REQUESTS.
[1] Answer these questions from the Disney World text:
(a) What word does the text give as a former Animal Kingdom motto?
(b) Where is the theater for the 3-D bug show located?
(c) In which two countries at Epcot does the text place a rug and a Kimono?
[2] From the Disney World text, list every attraction named in the sentence that begins "You can also ride through".
[3] Reproduce the Disney World text starting with "Sure, I do the" and going on through "in the world.", substituting "Target" for "Wal-Mart".

And it's not just the scenery, they add special lighting, sounds, and even emit smells to make the whole experience seem "real". You may be on a basic log flume ride, or a roller coaster, or even a run of the mill carnival ride that just goes in circles, but with the Disney touch, you are watching audioanimatronic Brer Rabbit escaping from Brer Fox and Brer Bear, or riding a super-stretch limo through the nighttime streets of L.A. to get to an Aerosmith concert, or flying with Dumbo and Timothy mouse. You can also ride through the burning ruins of Rome on Spaceship Earth, fly over a California orange grove on Soarin (one of my favorite Disney smells), dunk when a 3-D freshly baked apple pie comes flying at your head at Mickey's Philharmagic, or get the worse smell of your life when Stitch burps chili dog (with onions) in your face on Stitch's Great Escape.
In Animal Kingdom, you are not in a zoo (that used to be their motto...Nahtazu), you are in a wildlife refuge, or on an African safari, or riding rapids through Asia. You aren't just entering a theater to watch a 3-D bug show, you are worming your way around a giant tree hand-carved with thousands of animals (the theater is in the base of the tree). You don't just see dinosaur bones, audioanimatronic dinosaurs attack you! And the list goes on and on.
#2 - Shopping
There is nothing I love so much in the world as spending money on junk at Disney! I will buy just about anything from toys to pens to keychains to plush to notepads to blankets to shirts to figurines (from small to large, from plastic to glass to ceramic)...well, you get the point. And don't get me started on pins! I don't pin trade (because I'm selfish, they are mine once I buy them, and it's too social), but I do buy them enmass be they singles, bigs, or framed.
You can also buy items from the various countries in Epcot that actually come from those countries. You will not find a "Made in China" logo located on the back of a rug in Morocco or a Kimono in Japan (although you might on regular Disney merchandise).
Sure, I do the same at home when I run across Disney stuff in a store, but it just isn't the same. I've got every single DVD Disney has ever done, but I know exactly which ones were bought in Disney World versus the ones that came from Disney Movie Club or Wal-Mart. Disney World merchandise just has a "special" feel like nothing else and my all-time favorite collectibles have come from there. They have items that can be found no where else in the world.

EXCERPTED RECORDS.

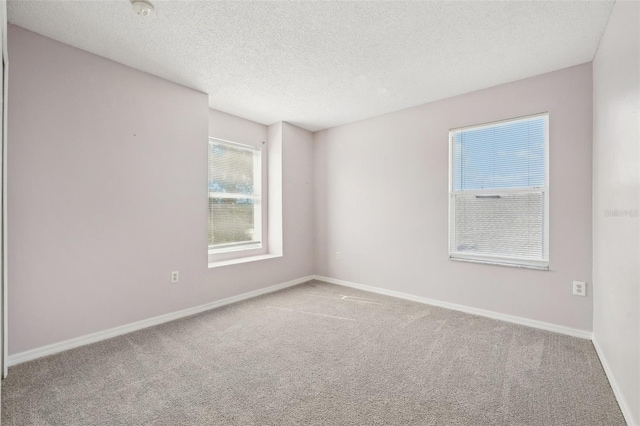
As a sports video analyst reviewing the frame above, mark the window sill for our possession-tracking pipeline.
[449,257,549,271]
[209,254,282,268]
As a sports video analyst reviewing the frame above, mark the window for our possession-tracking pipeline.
[208,138,263,254]
[449,114,549,269]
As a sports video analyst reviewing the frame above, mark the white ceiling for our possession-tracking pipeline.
[8,0,613,131]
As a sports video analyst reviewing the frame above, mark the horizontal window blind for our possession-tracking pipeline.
[208,139,261,249]
[449,114,548,266]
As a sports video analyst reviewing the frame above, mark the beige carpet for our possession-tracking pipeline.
[2,281,624,426]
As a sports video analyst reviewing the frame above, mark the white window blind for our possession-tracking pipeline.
[209,138,262,253]
[449,114,549,268]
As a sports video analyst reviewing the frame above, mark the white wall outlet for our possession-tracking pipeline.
[573,281,587,296]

SOLUTIONS FOR EACH TASK.
[1]
(a) Nahtazu
(b) In the base of the giant tree
(c) Morocco (the rug) and Japan (the Kimono)

[2]
- Spaceship Earth
- Soarin
- Mickey's Philharmagic
- Stitch's Great Escape

[3]
Sure, I do the same at home when I run across Disney stuff in a store, but it just isn't the same. I've got every single DVD Disney has ever done, but I know exactly which ones were bought in Disney World versus the ones that came from Disney Movie Club or Target. Disney World merchandise just has a "special" feel like nothing else and my all-time favorite collectibles have come from there. They have items that can be found no where else in the world.